_Items from a data source:_
------------------------

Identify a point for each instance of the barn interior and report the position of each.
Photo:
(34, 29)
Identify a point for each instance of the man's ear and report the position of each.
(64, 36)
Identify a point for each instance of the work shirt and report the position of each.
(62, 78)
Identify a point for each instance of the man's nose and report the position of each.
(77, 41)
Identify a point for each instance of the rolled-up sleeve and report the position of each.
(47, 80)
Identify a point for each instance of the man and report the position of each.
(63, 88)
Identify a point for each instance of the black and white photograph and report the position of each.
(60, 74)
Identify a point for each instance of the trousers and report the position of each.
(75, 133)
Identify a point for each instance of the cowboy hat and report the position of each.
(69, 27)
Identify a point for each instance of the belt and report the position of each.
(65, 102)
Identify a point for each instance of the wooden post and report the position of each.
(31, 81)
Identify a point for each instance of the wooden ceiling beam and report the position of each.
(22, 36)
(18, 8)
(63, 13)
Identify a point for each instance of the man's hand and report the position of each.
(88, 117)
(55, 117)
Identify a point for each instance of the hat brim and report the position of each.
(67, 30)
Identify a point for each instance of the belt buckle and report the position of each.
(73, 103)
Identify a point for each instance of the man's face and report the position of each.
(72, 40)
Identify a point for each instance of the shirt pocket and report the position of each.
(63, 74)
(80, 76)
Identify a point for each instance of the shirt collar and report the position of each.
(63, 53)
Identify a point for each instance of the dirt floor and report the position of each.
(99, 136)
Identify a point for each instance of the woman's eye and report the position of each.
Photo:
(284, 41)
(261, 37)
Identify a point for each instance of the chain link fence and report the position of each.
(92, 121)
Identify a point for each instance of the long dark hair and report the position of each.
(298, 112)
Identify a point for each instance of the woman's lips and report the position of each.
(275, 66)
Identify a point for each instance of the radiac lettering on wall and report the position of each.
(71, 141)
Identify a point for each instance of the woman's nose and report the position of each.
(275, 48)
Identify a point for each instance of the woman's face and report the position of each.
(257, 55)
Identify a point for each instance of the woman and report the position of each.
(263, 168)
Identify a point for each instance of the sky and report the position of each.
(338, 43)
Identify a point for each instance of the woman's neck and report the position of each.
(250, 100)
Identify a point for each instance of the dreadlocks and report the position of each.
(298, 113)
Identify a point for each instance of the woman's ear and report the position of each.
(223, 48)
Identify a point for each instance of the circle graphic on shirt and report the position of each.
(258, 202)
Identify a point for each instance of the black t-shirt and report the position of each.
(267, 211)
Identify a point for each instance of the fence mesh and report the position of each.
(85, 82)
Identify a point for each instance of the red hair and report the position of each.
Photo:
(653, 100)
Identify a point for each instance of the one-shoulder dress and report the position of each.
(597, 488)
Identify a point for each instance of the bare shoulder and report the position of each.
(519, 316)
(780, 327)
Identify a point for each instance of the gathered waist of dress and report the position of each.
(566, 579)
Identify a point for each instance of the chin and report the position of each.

------------------------

Reproduce all data above, unchanged.

Identify a point for each instance of the barn interior and report the position of each.
Photo:
(34, 29)
Identify a point for each instance of the man's ear and report the position of each.
(64, 36)
Identify a point for each instance of the work shirt and report the position of each.
(62, 78)
Identify a point for each instance of the man's nose and report the position of each.
(77, 41)
Identify a point for each instance of the rolled-up sleeve and report the position of each.
(47, 80)
Identify a point for each instance of the man and report the position of each.
(63, 88)
Identify a point for each instance of the black and white photograph and report the position of each.
(60, 74)
Identify a point for each instance of the trousers and report the position of each.
(75, 133)
Identify a point for each instance of the cowboy hat and report the position of each.
(69, 27)
Identify a point for each instance of the belt and report the position of each.
(65, 102)
Identify a point for each instance of the wooden post and report the position of each.
(31, 81)
Identify a point for each instance of the wooden ceiling beam and report the position of each.
(22, 36)
(18, 8)
(63, 13)
Identify a point for each instance of the man's hand and report the position of each.
(88, 117)
(55, 117)
Identify a point for each instance of the hat brim and report the position of each.
(67, 30)
Identify a point for each instance of the belt buckle and report the position of each.
(73, 103)
Identify a point for each instance of the man's face and report the position of each.
(72, 40)
Identify a point for each instance of the shirt pocket and report the position of each.
(63, 74)
(80, 76)
Identify a point for each instance of the shirt collar and report the position of each.
(63, 53)
Identify a point for each instance of the dirt floor and report the position of each.
(99, 136)
Identify a point for each instance of the woman's eye and report the position of each.
Photo:
(284, 41)
(261, 37)
Identify a point for each instance of the chain link fence and report the position of each.
(92, 121)
Identify a point for each instance of the long dark hair and report the position of each.
(298, 112)
Identify a point for each instance of the woman's lips and report the position of each.
(275, 66)
Identify a point for each instance of the radiac lettering on wall and report the position of each.
(71, 141)
Identify a point for each instance of the woman's nose and report the position of each.
(275, 48)
Identify a point for each instance of the woman's face and report the position of each.
(257, 55)
Identify a point for each instance of the woman and report the position of each.
(263, 168)
Identify a point for each instance of the sky and report the position of each.
(338, 43)
Identify a point for each instance of the woman's neck and report the position of each.
(250, 100)
Identify a point for each instance of the dreadlocks and report the position of each.
(298, 113)
Identify a point for each instance of the woman's ear and report the position of each.
(223, 48)
Identify a point for each instance of the circle graphic on shirt and report the position of each.
(258, 202)
Identify a point for each instance of the black t-shirt and report the position of each.
(267, 211)
Identify a point for each instance of the fence mesh and report the position of each.
(85, 82)
Identify a point for each instance of the red hair and report the position of each.
Photo:
(653, 100)
Identify a point for each instance of the one-shoulder dress and report the position of each.
(597, 488)
Identify a point for each instance of the bare shoulder and report the position of each.
(519, 316)
(780, 327)
Identify a point for each instance of the gathered waist of dress and report the position of each.
(566, 579)
Identify a point for each instance of the chin and report the position of each.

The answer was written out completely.